## CONSIGNE 1
Relevez, dans le texte sur Horreur à Arkham, tous les types de personnages que celui-ci associe aux années folles.

## TEXTE À LIRE
Horreur à Arkham est un jeu d'ambiance, jeu de plateau pur qui se déroule dans la ville d'Arkham (mais ça vous vous en doutiez déjà).
Le jeu se joue de 1 à 8 joueurs (et croyez-le ou non, le jeu en solo est tout aussi passionnant qu'en groupe !). Vous incarnez un investigateur qui se retrouve plongé dans une course contre la montre pour tenter d'empêcher le réveil d'un grand ancien qui détruira la ville d'Arkham, voir le monde. Des portails dimensionnels s'ouvrent dans la ville, faisant apparaître des monstres en pagaille qui grandissent la puissance du grand ancien, augmentant le risque de son réveil. Vous devez retarder son arrivée, voir même l'empêcher. Comment ? En scellant les portails dimensionnels avant qu'il ne soit trop tard... Si jamais il est trop tard et que le grand ancien se réveille, il vous faudra l'affronter dans un combat épique très hollywoodien.
Comme pour les Demeures de l'Epouvante, le jeu se déroule dans les années folles à grand renfort de gangsters, détectives et autres starlettes...
Le jeu propose d'affronter plusieurs grand anciens (boss de fin de niveau en quelque sorte), chacun influençant le déroulement du jeu via des règles spéciales. La boîte de base contient 8 grands anciens dont le grand Cthulhu en personne !
Au début de la partie, on pioche un grand ancien au hasard (pour la première partie on prendra automatiquement YIIG) puis ensuite on passe à la mise en place du jeu... Et là, comme tous les jeux FFG/EDGE et encore plus les "Kevin Wilson's Games", il y a du taff !

## CONSIGNE 2
Convertissez en tableau Markdown les lignes du listing, depuis sa première ligne jusqu'à celle qui contient "<instances>", toutes deux incluses. Omettez les lignes vides et utilisez les colonnes Numéro et Ligne.

## DONNÉES DE LA TÂCHE

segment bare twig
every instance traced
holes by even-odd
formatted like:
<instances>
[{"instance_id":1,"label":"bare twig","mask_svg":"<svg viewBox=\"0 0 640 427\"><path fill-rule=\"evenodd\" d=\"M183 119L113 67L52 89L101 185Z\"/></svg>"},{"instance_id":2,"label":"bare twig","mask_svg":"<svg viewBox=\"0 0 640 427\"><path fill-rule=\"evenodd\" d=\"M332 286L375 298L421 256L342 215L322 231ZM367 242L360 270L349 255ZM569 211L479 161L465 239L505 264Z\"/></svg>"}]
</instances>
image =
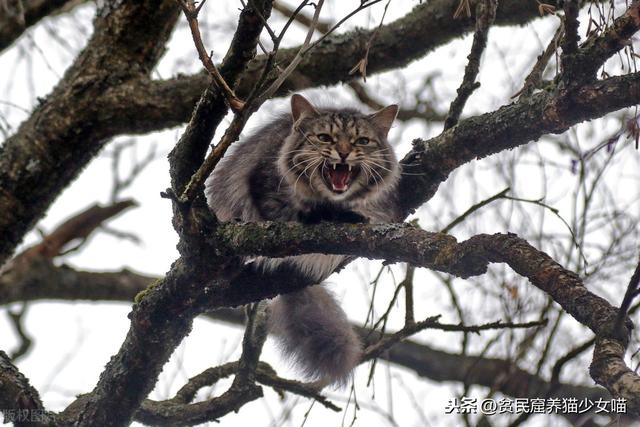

## RÉSULTAT FINAL 1
- gangsters
- détectives
- starlettes

## RÉSULTAT FINAL 2
| Numéro | Ligne |
|---|---|
| 1 | segment bare twig |
| 2 | every instance traced |
| 3 | holes by even-odd |
| 4 | formatted like: |
| 5 | <instances> |